[Action item] Write what follows the interview excerpt below on involving families in hospital care, starting after its last sentence.

[Page excerpt]
----------------

When we meet a new family, my first chat is about them being part of the team and part of the safety of everything that’s going on. I say to them that we want them to feel comfortable to speak up if they have concerns about anything.
The family will say, ‘Thanks for letting us know, we hadn’t realised you’re wanting us to be so active in this.’ But we need them to be. Healthcare is so complex that we can’t have our eye on every single ball.
Sometimes in hospitals people end up feeling like they’re being a ‘difficult patient’ and we don’t want them to ever feel that. We’ve found that it’s great for them to feel they’re part of the team and that their input is critical to what’s going on. They know their loved one better than we ever can. If they tell us something doesn’t seem right, we need to be listening.
Does it take up more resources than the old way of working?
We haven’t done anything that has taken any more money, time or effort. And we’re one of the most efficient theatres in the hospital. The hospital management is delighted. We have great turnaround times, because we spend that little bit of time getting the families comfortable as part of the team, and letting us know what’s going to work best for their child.
We improved our efficiency for patients having medical procedures when we changed a whole series of hospital systems based on what they and their families told us. They were able to identity inefficient things that were happening in their journey. To begin with it could take up to an hour per procedure. With the improvements we brought in based on their feedback we reduced stress and anxiety, and were able to do 4 cases per hour.
When you include patients and families in the team, and have built trust with the families, you move much more rapidly and more safely through the work.
Finally, can you tell us about the work you’re doing in arts in health?
I set up the Hush Foundation in 2000, initially to produce music composed specifically to reduce stress and anxiety felt by patients and families in hospitals. Sixteen CDs later, many musicians – people like Slava and Leonard Grigoryan, Paul Grabowsky, members of the Tasmanian Symphony Orchestra – have volunteered their time and talent to compose and play music for the recordings. They’re now played in healthcare settings around the world.

----------------

[Entries taken from a collection]
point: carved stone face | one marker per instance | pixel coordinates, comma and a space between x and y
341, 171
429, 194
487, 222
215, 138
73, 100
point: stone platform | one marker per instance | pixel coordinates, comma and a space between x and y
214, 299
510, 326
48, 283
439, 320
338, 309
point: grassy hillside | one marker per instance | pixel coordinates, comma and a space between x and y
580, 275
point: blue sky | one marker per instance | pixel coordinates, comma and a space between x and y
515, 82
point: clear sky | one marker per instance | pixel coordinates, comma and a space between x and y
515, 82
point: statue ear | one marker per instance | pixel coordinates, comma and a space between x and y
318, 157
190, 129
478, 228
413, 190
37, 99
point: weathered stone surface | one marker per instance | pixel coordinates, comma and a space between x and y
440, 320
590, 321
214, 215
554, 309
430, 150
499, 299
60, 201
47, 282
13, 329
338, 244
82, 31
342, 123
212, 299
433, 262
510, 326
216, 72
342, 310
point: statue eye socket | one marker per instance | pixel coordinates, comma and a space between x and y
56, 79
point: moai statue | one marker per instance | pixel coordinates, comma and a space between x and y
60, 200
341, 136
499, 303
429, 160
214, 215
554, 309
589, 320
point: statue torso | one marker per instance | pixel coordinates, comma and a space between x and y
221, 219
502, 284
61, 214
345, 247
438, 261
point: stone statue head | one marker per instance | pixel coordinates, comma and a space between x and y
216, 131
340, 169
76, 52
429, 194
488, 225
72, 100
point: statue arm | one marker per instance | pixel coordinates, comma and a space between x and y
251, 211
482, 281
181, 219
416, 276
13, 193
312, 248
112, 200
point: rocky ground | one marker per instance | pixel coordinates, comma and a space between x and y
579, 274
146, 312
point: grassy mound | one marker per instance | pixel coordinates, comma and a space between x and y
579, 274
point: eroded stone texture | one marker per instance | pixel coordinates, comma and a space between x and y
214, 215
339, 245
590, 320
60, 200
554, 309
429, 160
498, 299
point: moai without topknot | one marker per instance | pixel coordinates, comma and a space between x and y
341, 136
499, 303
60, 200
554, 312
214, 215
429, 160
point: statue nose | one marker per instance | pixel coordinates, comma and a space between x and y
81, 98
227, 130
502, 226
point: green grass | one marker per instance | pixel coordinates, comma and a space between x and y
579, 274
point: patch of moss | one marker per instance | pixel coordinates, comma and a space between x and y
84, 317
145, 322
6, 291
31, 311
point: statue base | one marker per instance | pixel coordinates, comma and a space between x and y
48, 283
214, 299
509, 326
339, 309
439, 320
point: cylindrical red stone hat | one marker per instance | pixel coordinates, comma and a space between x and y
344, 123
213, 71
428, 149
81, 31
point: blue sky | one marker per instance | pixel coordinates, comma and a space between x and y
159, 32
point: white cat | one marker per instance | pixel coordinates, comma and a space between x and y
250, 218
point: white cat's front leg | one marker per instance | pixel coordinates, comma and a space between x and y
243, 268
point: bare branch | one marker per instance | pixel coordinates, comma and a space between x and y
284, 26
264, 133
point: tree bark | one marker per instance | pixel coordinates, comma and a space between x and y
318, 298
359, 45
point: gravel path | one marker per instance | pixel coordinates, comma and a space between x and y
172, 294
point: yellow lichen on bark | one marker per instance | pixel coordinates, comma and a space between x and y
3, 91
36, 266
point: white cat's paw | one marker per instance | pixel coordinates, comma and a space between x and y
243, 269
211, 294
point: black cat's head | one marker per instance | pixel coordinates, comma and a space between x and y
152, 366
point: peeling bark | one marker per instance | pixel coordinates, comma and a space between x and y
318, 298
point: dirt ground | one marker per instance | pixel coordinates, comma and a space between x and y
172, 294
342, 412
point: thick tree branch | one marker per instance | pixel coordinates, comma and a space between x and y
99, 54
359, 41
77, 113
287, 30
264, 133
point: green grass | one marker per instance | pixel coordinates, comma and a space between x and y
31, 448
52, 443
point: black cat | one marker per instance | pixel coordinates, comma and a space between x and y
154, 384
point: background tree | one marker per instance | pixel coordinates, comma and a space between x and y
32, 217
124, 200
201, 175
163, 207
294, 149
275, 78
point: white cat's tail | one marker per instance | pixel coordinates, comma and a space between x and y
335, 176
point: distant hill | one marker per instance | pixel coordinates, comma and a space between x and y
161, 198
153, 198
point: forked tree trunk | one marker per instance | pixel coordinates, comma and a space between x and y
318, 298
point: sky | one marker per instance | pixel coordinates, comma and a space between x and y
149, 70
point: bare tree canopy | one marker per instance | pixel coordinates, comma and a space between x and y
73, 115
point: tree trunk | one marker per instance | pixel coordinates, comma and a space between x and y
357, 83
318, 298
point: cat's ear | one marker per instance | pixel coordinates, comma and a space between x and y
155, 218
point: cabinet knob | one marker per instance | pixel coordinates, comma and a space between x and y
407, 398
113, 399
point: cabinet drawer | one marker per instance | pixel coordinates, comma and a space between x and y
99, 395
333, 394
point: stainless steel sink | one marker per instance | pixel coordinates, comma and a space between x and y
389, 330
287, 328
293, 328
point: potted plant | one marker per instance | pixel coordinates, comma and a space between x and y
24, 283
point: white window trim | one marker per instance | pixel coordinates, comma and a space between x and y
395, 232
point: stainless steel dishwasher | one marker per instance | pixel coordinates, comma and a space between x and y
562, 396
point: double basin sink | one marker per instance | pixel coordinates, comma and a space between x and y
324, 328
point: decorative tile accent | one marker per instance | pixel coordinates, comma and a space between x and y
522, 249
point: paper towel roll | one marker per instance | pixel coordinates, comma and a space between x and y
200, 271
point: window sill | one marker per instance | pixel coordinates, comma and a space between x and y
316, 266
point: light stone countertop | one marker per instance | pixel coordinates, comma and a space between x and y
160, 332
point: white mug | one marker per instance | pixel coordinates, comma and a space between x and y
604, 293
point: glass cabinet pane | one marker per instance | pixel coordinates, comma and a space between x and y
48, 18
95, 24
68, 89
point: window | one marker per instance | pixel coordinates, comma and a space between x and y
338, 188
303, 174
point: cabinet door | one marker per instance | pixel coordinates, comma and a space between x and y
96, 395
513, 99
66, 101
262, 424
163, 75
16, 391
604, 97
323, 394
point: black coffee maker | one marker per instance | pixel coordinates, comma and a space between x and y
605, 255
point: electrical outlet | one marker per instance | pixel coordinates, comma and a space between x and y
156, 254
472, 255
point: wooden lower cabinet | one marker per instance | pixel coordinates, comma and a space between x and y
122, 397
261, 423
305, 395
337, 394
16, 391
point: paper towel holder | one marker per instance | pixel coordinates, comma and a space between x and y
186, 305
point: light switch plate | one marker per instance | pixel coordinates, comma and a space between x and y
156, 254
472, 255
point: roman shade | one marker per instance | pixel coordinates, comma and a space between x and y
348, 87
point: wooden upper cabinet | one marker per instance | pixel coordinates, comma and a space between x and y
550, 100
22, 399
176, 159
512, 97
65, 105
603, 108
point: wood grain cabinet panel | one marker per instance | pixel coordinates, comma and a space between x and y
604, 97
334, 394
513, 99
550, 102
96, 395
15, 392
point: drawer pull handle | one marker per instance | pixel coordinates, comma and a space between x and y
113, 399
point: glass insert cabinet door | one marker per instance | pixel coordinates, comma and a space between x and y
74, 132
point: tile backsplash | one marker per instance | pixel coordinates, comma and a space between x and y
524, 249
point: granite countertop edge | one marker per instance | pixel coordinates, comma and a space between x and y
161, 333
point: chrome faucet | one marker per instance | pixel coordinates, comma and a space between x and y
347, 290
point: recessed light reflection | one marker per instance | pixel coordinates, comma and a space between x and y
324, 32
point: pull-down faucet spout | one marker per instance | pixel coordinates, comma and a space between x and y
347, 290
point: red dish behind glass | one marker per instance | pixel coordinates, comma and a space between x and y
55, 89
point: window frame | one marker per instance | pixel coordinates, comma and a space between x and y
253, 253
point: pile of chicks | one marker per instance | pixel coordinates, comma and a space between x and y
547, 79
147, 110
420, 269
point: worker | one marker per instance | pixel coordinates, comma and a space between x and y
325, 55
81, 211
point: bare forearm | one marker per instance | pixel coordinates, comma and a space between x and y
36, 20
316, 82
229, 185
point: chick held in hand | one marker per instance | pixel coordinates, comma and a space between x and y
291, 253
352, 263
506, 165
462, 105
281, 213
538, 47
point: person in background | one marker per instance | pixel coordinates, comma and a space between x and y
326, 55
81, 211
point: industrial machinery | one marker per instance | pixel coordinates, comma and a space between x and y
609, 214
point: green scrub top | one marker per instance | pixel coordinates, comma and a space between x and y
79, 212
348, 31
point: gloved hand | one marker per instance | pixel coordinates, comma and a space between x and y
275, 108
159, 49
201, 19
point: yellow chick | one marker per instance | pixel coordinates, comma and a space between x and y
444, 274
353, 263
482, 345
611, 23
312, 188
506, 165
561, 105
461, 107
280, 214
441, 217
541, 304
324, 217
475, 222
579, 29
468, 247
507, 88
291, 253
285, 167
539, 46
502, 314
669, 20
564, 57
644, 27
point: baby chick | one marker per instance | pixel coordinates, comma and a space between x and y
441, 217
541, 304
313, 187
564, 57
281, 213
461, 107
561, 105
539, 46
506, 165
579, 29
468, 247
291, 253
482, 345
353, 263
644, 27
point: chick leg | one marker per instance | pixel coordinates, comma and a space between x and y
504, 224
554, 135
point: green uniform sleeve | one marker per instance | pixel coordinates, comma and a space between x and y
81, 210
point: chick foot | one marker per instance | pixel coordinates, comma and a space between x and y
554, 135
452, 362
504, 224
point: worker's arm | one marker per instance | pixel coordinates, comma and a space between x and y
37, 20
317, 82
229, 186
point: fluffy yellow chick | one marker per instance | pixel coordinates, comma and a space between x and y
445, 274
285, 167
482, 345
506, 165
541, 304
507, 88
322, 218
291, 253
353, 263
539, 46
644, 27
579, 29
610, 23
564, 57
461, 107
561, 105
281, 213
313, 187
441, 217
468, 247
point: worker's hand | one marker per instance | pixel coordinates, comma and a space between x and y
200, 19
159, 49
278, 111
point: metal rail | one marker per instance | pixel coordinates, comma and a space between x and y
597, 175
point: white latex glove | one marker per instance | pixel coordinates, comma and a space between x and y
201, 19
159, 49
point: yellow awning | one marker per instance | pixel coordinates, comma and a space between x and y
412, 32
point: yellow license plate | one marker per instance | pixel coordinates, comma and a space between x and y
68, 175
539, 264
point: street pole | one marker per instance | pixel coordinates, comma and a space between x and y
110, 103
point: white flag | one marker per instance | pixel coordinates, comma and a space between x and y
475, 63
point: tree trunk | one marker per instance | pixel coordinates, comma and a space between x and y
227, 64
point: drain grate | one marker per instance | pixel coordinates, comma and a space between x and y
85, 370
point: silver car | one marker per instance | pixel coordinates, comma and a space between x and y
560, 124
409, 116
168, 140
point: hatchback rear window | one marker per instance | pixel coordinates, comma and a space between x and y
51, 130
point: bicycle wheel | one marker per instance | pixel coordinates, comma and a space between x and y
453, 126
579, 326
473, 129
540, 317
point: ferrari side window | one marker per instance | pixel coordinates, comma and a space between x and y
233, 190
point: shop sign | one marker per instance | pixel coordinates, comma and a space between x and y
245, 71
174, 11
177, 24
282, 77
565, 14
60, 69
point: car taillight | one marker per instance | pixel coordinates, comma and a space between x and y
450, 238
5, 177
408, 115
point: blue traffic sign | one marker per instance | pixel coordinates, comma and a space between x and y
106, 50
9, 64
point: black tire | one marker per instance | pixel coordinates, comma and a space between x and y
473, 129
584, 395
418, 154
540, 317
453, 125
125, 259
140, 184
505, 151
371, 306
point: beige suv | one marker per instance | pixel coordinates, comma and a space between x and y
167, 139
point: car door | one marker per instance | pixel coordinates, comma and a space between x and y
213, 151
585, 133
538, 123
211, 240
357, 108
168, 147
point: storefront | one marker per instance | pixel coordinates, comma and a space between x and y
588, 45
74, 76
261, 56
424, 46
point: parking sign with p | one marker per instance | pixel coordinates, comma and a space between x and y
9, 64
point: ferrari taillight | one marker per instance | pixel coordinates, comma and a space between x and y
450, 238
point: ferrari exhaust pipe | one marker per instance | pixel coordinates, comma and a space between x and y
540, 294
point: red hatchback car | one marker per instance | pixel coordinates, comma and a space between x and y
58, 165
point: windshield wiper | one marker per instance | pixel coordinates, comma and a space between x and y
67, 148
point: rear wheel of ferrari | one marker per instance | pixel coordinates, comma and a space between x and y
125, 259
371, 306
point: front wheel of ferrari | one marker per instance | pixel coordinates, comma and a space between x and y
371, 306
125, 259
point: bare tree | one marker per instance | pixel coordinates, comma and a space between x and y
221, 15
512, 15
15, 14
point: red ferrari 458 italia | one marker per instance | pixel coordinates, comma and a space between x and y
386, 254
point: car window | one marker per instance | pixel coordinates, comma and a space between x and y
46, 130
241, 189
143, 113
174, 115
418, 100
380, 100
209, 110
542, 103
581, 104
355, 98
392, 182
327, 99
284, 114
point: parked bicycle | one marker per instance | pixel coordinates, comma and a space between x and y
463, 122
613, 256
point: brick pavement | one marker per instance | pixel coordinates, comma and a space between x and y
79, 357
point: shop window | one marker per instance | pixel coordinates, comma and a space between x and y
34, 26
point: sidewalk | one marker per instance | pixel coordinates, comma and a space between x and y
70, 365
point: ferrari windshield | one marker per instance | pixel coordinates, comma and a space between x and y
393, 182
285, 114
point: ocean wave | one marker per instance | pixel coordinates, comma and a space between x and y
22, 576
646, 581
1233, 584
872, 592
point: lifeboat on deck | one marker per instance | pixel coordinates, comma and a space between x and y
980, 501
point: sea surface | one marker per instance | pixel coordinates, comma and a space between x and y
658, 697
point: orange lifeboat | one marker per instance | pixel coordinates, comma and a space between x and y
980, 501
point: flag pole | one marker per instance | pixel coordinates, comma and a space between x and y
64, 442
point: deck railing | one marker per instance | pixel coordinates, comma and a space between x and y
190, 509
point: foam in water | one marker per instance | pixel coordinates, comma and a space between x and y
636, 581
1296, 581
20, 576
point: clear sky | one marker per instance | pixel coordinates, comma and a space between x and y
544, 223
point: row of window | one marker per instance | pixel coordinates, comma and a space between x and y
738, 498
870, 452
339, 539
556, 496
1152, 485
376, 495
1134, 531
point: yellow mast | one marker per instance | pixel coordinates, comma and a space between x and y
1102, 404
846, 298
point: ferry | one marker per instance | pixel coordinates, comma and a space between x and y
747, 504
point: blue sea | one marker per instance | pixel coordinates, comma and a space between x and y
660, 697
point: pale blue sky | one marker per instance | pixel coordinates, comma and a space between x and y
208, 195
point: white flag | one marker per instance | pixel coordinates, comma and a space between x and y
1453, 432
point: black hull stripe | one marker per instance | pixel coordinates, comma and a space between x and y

----------------

[Task answer]
Our latest one, Hush 16, was inspired by stories of young cancer patients and other children. We asked them questions about their lives and their responses were full of humour, wonder and surprising wisdom. The music that resulted – written and performed by Lior, The Idea of North and Elena Kats Chernin – conveys the children’s feelings, hopes and dreams beautifully.
We’ve also collaborated with well-known playwright Alan Hopgood on two plays – ‘Hear Me’ and ‘Do You Know Me?’ We stage them for healthcare staff and then involve them in discussion about the issues they raise, like communication with patients and between staff, and bullying and safety.
Hush 16
For Sydney and Melbourne readers: Hush will be launching its 16th album at concerts featuring Lior, The Idea of North and Elena Kats Chernin.
Dates: Sydney on 15 November and Melbourne 24 November.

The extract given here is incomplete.